EXERCISE GOAL: Write out the part of the solar panel tilt exchange that runs from "Another thing that" up to and including "different tilt angles.".

EXCERPTED PASSAGE:
Q:
Question about correct winter tilt, which is latitude +15°. Let’s say April for my location is latitude 57°, would the correct angle be 42° or 72°? I would think 42° is correct with the sun less over head in winter?
A:
The latitude +15 tilt angle for winter optimization is not an exact science.
If we were setting a PV system up on the North Pole, then we would have to tilt the system facing the ground. If we were at the equator, what 15 would we go towards, north or south.
It was a general "rule of thumb" that was most commonly used in the pre-computer age (where we came from).
Another thing that gets me here is the definition of winter. I don't like it from a solar perspective. Winter starts on the shortest day of the year. Shouldn't the shortest day of the year be the middle of winter? Should the end of winter (about 3/20) be half way between the shortest and the longest day of the year?
For an off-grid system, where you want to optimize for those shorter days when the sun is lower in places where most people here live (latitudes between the tropic of cancer 23.5 degrees and 40 or so degrees) I think that the latitude plus 15 tilt is a good practice for the most part. Best is to check it out on software and see how to maximize your production with some software, such as PV watts. Even though PV Watts is not for batteries, it is a simple way of giving us some good info about the insolation of different months at different tilt angles.
There are many more variables than what the latitude plus 15 rule of thumb gives us, but it is a good place to start. Most people in the world live between the tropic of cancer and the arctic circle, so not a bad place to go with latitude plus 15 if you don't have a supercomputer from NREL working for you.

LISTED RECORDS:
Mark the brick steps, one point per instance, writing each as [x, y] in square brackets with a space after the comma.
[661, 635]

--

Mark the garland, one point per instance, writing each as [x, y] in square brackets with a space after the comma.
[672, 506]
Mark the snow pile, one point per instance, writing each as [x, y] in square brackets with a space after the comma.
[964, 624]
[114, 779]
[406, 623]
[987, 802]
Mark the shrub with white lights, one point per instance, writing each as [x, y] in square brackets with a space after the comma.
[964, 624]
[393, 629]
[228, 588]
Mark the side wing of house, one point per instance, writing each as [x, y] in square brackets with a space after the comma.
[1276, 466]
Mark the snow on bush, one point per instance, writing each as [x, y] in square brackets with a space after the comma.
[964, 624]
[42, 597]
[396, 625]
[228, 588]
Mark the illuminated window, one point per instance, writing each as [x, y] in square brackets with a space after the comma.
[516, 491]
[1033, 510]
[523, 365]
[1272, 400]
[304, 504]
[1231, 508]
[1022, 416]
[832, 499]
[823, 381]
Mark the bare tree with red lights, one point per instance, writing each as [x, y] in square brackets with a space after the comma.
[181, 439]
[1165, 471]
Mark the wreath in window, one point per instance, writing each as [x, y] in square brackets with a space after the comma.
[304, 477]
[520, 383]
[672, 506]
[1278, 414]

---

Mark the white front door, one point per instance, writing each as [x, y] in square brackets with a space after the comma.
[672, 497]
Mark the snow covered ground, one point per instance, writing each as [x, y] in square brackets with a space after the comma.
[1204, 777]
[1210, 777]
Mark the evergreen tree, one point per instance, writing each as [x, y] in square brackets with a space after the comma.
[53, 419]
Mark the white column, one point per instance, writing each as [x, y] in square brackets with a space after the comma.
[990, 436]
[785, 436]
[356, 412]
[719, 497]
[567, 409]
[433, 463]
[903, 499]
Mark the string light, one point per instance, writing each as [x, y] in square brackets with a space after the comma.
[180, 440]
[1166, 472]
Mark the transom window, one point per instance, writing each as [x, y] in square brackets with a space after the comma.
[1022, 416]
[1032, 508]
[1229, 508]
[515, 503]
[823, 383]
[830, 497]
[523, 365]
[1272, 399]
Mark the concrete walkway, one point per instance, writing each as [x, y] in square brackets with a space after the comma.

WRITTEN SOLUTION:
Another thing that gets me here is the definition of winter. I don't like it from a solar perspective. Winter starts on the shortest day of the year. Shouldn't the shortest day of the year be the middle of winter? Should the end of winter (about 3/20) be half way between the shortest and the longest day of the year?
For an off-grid system, where you want to optimize for those shorter days when the sun is lower in places where most people here live (latitudes between the tropic of cancer 23.5 degrees and 40 or so degrees) I think that the latitude plus 15 tilt is a good practice for the most part. Best is to check it out on software and see how to maximize your production with some software, such as PV watts. Even though PV Watts is not for batteries, it is a simple way of giving us some good info about the insolation of different months at different tilt angles.